**Short problem:**
Update the lines starting at the one that contains "-- sample [731,692]." and ending with the last line, replacing "thickest part" with "widest part" and leaving everything else unchanged. Leave the pictures out of your answer.

**Items:**

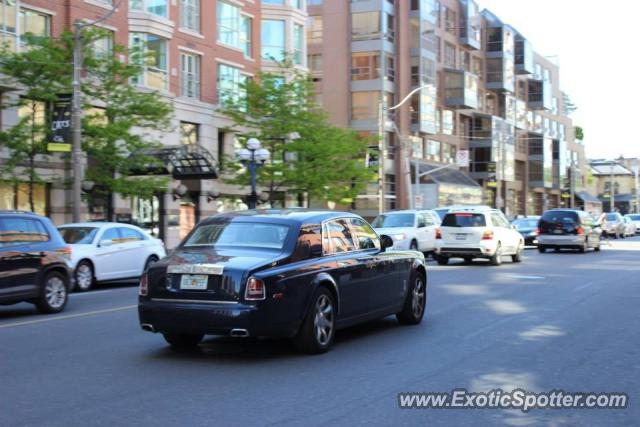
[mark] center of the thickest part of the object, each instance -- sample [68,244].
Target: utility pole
[79,158]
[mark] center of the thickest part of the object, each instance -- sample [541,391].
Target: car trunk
[205,274]
[560,223]
[463,228]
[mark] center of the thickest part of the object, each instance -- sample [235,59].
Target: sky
[596,46]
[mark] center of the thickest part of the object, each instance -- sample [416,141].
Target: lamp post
[253,157]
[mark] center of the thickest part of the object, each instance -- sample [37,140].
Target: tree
[113,131]
[41,71]
[326,162]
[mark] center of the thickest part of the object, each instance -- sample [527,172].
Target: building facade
[480,87]
[202,50]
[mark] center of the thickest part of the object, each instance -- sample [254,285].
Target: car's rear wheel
[318,328]
[496,259]
[54,293]
[84,276]
[442,260]
[182,341]
[415,303]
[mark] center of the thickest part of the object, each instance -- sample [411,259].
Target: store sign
[61,125]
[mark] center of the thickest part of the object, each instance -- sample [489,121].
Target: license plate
[194,282]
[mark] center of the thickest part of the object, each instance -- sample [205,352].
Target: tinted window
[364,235]
[130,235]
[464,219]
[338,237]
[241,234]
[16,231]
[394,220]
[78,235]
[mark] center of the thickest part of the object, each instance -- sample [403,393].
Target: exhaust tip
[147,327]
[239,333]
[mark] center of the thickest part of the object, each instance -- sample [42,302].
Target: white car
[409,230]
[102,251]
[631,225]
[477,233]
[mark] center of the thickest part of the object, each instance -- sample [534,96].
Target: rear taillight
[144,285]
[255,290]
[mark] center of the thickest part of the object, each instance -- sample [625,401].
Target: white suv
[477,233]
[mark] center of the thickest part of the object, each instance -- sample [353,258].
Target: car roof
[297,216]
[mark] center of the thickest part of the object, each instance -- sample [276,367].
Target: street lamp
[253,157]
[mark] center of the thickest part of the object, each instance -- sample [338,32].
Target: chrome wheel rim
[323,321]
[84,276]
[418,298]
[55,292]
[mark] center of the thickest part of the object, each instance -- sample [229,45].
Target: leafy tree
[327,162]
[41,71]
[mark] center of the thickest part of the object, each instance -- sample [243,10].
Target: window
[338,238]
[190,14]
[156,7]
[273,40]
[365,26]
[190,75]
[152,56]
[365,66]
[17,231]
[298,43]
[246,26]
[229,80]
[364,105]
[364,235]
[228,24]
[314,30]
[189,133]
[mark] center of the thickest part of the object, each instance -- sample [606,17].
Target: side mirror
[385,242]
[105,243]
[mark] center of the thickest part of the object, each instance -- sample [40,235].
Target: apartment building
[482,88]
[202,50]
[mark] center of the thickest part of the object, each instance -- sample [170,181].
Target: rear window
[464,220]
[78,235]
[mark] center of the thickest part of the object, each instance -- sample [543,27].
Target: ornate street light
[253,157]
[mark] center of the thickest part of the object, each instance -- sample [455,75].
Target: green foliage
[327,162]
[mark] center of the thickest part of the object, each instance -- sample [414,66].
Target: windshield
[525,223]
[241,234]
[78,235]
[393,220]
[464,220]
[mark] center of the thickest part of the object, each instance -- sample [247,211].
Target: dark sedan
[294,274]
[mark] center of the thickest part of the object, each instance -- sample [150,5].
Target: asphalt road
[557,321]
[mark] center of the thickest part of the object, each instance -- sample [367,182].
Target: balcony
[539,95]
[461,89]
[523,56]
[470,24]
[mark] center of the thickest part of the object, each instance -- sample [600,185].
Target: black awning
[180,161]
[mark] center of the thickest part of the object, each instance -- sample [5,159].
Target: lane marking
[68,316]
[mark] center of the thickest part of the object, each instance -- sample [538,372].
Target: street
[557,321]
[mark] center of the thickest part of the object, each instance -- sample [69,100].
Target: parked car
[33,262]
[568,229]
[614,225]
[293,274]
[528,228]
[413,230]
[630,227]
[104,251]
[477,232]
[635,218]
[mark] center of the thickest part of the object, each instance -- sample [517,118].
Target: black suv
[33,262]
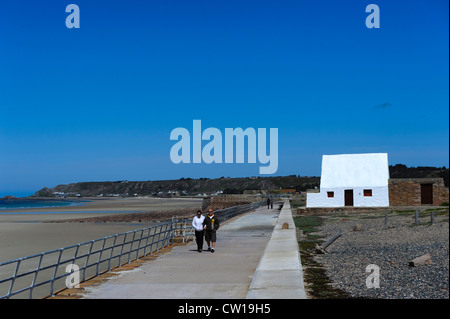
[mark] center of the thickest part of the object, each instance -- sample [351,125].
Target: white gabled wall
[379,198]
[353,171]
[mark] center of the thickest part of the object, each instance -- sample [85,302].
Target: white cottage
[359,180]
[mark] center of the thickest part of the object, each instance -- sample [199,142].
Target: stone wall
[407,191]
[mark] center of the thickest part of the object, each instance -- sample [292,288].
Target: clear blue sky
[98,103]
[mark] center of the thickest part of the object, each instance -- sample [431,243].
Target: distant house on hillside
[359,180]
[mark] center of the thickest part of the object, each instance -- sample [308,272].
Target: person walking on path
[211,224]
[197,222]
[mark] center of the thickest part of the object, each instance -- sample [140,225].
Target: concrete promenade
[254,258]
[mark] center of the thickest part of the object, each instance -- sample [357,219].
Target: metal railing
[43,274]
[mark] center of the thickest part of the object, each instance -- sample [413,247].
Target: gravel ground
[391,249]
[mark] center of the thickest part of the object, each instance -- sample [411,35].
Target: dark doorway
[348,197]
[426,194]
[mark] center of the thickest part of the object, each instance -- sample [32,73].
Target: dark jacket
[209,223]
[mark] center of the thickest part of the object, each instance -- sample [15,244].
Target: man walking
[197,222]
[211,224]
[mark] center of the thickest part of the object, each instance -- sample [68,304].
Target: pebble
[391,249]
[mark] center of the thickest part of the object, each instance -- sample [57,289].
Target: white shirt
[198,223]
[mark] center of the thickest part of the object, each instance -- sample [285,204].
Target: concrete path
[185,273]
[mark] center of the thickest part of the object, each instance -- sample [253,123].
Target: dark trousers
[199,239]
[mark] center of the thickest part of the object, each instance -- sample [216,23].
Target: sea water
[7,204]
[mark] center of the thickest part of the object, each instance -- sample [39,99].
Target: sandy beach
[31,231]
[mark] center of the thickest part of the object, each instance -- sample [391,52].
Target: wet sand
[25,232]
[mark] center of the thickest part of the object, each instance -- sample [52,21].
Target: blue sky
[99,102]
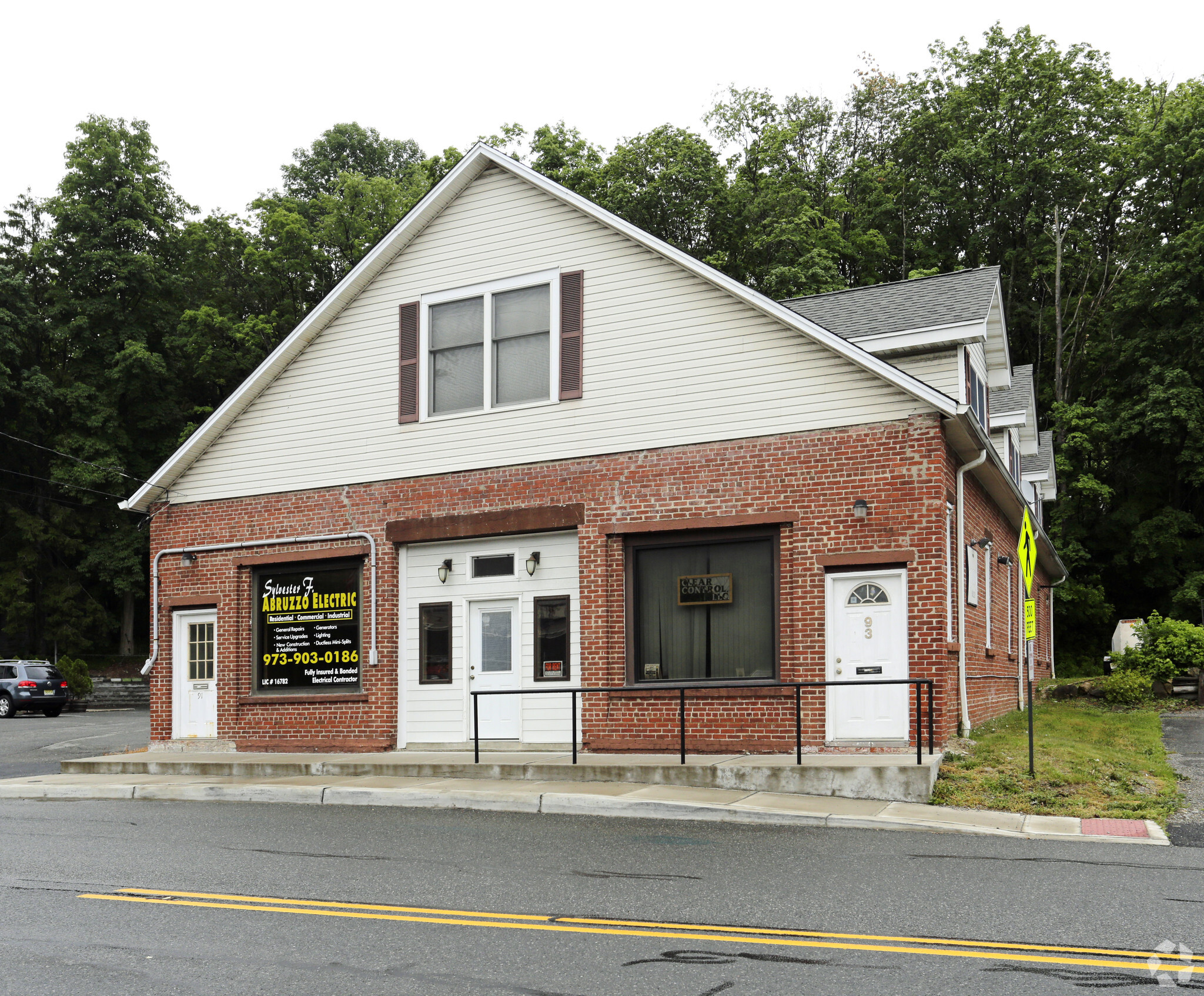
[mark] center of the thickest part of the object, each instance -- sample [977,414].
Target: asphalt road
[32,743]
[68,930]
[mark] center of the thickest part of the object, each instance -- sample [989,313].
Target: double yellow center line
[948,947]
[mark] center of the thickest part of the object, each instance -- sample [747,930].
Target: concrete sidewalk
[890,777]
[595,799]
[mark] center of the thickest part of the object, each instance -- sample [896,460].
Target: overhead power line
[63,483]
[80,460]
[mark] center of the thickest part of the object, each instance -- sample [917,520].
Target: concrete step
[889,777]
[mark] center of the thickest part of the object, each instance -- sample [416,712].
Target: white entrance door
[196,688]
[494,665]
[867,641]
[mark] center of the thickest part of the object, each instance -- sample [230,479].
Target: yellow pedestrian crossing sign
[1026,552]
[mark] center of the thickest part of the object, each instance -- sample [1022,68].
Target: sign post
[1026,553]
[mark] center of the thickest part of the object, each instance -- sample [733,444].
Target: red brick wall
[991,676]
[902,469]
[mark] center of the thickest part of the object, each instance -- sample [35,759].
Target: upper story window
[976,394]
[506,343]
[1013,458]
[491,347]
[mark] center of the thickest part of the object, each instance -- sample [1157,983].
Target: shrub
[1126,688]
[76,673]
[1167,647]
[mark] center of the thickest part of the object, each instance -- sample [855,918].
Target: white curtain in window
[458,375]
[521,347]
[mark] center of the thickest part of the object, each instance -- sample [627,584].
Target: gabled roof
[1043,460]
[947,299]
[476,162]
[1019,397]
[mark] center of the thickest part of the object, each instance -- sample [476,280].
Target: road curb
[550,803]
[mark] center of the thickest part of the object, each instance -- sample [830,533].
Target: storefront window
[705,611]
[307,628]
[435,643]
[552,639]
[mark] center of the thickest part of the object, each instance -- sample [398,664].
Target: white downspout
[964,700]
[1055,584]
[247,544]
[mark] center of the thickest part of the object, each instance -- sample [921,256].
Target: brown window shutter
[407,372]
[571,319]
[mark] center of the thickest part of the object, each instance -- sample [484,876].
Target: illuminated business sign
[307,626]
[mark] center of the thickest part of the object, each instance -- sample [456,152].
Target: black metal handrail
[682,690]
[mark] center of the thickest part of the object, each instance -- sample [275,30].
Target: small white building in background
[1125,635]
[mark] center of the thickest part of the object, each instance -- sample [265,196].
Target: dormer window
[1013,458]
[976,394]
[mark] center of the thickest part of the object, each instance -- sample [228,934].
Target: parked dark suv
[32,684]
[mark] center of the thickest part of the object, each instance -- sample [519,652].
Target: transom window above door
[490,346]
[868,594]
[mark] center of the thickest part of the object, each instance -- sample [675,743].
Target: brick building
[525,444]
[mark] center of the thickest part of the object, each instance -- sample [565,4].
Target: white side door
[867,641]
[494,664]
[195,713]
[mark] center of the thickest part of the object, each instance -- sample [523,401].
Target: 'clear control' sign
[309,629]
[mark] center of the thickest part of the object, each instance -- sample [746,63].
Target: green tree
[667,182]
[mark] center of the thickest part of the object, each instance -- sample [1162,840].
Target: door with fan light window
[494,665]
[866,642]
[195,713]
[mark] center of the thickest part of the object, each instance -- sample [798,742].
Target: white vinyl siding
[441,713]
[938,370]
[670,360]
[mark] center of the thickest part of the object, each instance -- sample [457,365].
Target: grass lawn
[1091,759]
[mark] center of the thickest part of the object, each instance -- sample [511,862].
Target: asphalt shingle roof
[1019,396]
[945,299]
[1039,462]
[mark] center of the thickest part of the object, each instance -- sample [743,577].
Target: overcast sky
[232,88]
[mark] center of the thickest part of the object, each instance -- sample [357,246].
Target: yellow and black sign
[1026,552]
[307,628]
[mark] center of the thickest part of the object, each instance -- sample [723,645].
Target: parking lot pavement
[1184,736]
[32,743]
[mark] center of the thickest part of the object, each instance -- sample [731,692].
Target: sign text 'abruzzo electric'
[309,628]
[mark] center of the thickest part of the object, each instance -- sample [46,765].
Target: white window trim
[550,278]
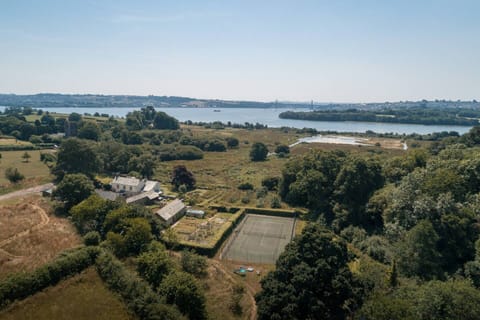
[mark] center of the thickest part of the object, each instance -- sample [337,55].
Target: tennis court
[259,239]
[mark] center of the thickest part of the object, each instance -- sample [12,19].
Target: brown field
[13,142]
[31,235]
[35,171]
[81,297]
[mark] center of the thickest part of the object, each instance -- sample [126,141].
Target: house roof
[107,195]
[127,181]
[171,209]
[150,185]
[150,195]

**Solution for this exercise:**
[mark] center of the widest part of the object, each instance -- sample [731,692].
Target: sign text 'abruzzo electric'
[309,628]
[mark] center of the widest part of the object, each instance -- sample [46,765].
Target: white window trim
[550,278]
[mark] center of the widest part of the object, each instance -- sample [337,55].
Target: tennis court
[259,239]
[mark] center of the widest part of the object, each instance -- sample [12,19].
Target: brown field
[13,142]
[31,235]
[35,171]
[81,297]
[mark] center of the widest part of the object, each instance -- sample [126,141].
Target: house roof
[107,195]
[127,181]
[171,209]
[150,185]
[150,195]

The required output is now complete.